→ Text to read:
--------
Sinai Says: After changes, BSL risks alienating fans

With so little incentive, regular season will become a prolonged preseason. For Israeli basketball’s sake, let’s hope someone still cares.

MACCABI TEL AVIV’S Guy Pnini 311 (photo credit: Adi Avishai)
MACCABI TEL AVIV’S Guy Pnini 311
(photo credit: Adi Avishai)
As much as I love Israeli basketball, I can’t help but ask myself: Is there any point to the coming season? The BSL undergoes somewhat of a facelift from year to year, but this season, the resulting product is anything but new and improved.
The league’s top eight teams from last season will gather at Malha Arena next week for the preseason Chance Cup.
The preseason knockout competition, known until this year as the Winner Cup, tends to act as a tempting appetizer for the upcoming season.
The meetings between Maccabi Tel Aviv and Hapoel Jerusalem in three of the five finals of the competition since its initiation in 2006 rarely proved to be a sign of things to come, but they usually provided entertaining basketball that left you itching for the regular season to get underway.
--------
→ The problem: In the basketball column above, what was the preseason knockout competition called until this year?
--------
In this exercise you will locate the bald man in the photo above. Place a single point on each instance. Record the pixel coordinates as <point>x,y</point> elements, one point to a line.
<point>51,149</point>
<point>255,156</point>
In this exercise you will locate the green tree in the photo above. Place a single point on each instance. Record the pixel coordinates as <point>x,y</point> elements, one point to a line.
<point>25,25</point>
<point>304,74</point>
--------
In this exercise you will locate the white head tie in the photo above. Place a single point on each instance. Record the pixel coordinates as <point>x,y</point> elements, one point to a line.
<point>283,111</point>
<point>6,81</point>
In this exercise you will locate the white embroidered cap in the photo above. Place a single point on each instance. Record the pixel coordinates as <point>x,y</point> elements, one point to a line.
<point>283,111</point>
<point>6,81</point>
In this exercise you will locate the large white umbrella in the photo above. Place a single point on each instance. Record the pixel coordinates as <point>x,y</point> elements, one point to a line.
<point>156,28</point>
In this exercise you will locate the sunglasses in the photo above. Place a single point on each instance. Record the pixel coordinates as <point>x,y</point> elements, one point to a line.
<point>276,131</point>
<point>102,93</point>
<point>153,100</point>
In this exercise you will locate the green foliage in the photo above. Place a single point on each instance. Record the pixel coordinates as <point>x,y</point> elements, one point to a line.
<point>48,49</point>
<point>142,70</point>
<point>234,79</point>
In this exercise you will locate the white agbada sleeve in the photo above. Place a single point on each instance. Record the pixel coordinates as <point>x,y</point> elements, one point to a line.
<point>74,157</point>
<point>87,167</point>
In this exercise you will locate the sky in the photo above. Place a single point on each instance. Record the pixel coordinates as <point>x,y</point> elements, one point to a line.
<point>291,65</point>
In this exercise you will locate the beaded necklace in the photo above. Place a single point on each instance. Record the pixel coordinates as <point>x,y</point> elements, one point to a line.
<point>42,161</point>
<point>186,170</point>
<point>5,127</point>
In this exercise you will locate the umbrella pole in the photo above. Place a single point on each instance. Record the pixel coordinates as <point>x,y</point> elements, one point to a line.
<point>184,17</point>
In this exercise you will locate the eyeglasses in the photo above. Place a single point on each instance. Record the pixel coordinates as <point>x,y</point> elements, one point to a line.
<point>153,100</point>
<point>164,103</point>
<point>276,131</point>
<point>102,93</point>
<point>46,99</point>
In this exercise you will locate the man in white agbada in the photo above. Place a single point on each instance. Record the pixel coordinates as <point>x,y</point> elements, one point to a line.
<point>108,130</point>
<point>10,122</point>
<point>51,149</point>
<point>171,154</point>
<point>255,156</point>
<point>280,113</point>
--------
→ Output below: The Winner Cup.